Short exercise: Tally the lines in the listing below that contain the string "bumper", treating uppercase and lowercase as distinct, and give only the number.

Rows:
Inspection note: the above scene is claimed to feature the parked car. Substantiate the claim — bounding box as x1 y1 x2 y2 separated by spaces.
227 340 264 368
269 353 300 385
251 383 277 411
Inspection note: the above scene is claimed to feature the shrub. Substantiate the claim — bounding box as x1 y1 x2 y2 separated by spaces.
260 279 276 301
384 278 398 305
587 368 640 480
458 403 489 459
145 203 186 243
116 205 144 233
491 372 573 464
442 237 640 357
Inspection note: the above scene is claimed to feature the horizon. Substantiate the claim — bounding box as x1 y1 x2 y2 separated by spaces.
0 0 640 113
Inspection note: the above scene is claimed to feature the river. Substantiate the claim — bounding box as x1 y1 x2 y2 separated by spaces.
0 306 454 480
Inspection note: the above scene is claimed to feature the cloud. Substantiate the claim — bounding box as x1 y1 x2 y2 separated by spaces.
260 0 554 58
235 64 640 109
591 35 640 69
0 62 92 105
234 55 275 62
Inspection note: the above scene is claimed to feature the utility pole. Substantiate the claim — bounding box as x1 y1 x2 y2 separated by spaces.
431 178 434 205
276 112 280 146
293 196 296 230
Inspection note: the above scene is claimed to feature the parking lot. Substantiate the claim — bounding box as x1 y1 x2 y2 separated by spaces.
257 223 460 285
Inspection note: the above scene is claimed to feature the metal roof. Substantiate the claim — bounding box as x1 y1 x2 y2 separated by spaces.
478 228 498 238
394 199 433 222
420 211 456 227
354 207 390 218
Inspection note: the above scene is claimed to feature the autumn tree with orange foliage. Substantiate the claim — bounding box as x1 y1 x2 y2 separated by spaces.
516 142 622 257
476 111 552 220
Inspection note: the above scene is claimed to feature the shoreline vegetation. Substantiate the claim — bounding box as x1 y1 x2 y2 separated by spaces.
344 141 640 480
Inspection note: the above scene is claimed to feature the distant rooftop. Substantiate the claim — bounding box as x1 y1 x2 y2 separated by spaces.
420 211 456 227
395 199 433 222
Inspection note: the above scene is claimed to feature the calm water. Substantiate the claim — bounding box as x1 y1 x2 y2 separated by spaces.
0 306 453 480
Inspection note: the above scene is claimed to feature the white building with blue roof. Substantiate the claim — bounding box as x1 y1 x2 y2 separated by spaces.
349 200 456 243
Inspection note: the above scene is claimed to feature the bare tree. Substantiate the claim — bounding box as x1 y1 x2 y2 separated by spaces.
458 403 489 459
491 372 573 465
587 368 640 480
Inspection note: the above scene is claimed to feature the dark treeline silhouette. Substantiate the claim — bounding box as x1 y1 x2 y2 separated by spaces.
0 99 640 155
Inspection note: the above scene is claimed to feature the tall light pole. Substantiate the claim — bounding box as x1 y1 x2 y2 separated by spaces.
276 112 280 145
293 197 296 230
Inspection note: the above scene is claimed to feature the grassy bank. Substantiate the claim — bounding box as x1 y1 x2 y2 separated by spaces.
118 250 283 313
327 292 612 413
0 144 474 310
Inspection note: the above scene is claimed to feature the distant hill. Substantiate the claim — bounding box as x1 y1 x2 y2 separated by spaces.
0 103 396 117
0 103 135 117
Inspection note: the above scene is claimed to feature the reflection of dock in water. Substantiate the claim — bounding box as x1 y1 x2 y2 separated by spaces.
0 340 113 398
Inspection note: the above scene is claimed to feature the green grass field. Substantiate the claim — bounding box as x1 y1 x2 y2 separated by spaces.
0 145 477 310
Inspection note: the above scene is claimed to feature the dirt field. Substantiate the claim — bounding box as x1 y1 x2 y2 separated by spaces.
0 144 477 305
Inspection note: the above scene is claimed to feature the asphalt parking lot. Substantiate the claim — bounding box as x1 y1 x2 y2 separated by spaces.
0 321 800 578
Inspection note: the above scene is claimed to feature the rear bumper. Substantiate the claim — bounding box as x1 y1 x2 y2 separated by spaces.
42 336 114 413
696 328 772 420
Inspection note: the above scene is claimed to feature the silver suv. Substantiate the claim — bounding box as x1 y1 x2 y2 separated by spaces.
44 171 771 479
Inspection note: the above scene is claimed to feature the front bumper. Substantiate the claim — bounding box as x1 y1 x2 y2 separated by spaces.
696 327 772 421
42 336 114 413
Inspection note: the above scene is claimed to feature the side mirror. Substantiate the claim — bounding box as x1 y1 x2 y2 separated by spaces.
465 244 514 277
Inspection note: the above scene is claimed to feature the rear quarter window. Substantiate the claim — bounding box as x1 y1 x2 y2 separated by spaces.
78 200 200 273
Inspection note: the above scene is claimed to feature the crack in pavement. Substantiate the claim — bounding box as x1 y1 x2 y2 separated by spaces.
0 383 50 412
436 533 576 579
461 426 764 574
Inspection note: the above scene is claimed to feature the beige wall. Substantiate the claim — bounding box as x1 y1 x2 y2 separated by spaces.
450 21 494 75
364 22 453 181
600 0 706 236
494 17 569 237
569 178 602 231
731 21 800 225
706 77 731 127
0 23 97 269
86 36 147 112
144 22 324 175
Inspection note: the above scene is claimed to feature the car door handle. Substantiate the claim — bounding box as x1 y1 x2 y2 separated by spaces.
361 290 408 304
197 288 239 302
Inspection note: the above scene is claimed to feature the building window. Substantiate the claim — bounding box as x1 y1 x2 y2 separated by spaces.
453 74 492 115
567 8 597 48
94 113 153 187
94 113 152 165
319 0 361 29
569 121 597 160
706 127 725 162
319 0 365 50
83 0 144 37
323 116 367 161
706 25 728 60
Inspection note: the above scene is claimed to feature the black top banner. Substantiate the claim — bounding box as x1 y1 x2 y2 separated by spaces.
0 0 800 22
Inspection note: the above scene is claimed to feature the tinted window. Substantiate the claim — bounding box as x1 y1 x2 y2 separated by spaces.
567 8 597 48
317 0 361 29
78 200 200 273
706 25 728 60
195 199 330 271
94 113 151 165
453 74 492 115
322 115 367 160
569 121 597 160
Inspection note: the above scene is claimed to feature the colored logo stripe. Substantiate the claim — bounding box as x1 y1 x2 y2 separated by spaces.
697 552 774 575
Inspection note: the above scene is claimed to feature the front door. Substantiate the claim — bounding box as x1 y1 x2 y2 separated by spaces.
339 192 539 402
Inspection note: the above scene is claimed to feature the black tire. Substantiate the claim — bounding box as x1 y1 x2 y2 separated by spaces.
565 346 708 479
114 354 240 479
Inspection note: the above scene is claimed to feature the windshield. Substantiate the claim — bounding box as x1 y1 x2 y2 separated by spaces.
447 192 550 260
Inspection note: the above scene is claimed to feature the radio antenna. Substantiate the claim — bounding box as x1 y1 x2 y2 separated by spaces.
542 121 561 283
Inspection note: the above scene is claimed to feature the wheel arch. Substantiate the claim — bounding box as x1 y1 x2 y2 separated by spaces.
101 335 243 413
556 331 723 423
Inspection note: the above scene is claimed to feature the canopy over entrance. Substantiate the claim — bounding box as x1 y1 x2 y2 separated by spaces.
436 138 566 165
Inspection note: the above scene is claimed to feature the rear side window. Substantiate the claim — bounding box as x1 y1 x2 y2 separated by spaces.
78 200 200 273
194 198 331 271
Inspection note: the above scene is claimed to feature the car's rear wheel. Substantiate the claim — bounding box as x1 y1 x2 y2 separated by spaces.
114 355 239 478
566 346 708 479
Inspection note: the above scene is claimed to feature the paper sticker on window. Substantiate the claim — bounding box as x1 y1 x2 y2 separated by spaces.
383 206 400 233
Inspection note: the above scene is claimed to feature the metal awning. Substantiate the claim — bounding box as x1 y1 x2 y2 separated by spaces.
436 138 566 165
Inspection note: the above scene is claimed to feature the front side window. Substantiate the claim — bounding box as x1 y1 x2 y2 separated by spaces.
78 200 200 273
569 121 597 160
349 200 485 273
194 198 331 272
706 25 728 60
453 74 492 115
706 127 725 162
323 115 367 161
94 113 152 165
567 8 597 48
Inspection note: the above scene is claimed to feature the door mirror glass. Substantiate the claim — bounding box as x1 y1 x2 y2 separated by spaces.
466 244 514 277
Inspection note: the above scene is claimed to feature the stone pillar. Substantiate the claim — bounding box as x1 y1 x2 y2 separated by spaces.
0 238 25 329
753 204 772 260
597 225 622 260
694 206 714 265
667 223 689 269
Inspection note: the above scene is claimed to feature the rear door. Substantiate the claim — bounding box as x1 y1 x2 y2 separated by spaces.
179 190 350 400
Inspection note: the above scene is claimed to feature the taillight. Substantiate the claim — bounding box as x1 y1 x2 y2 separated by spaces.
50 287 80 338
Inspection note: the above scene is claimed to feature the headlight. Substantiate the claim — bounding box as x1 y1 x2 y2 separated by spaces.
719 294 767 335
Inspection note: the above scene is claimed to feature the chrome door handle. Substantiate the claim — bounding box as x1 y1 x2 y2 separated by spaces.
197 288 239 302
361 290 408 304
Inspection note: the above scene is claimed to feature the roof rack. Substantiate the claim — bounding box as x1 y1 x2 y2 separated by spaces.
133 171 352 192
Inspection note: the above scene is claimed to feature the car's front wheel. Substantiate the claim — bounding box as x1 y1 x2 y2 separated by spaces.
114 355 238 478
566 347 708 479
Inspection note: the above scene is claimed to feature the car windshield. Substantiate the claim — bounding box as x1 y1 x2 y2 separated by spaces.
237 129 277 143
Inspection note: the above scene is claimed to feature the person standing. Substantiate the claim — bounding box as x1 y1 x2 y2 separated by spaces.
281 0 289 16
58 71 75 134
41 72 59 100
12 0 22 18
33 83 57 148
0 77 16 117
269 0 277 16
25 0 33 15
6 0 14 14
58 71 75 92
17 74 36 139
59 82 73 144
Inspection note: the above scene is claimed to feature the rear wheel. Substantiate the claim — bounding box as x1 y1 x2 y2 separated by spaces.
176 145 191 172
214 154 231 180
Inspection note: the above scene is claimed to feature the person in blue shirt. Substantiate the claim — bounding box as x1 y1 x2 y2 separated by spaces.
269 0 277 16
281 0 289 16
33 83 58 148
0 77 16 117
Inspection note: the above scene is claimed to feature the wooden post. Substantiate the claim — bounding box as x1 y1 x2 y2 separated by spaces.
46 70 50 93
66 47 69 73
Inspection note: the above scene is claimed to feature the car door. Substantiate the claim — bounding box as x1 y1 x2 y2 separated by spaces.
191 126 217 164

Task answer: 2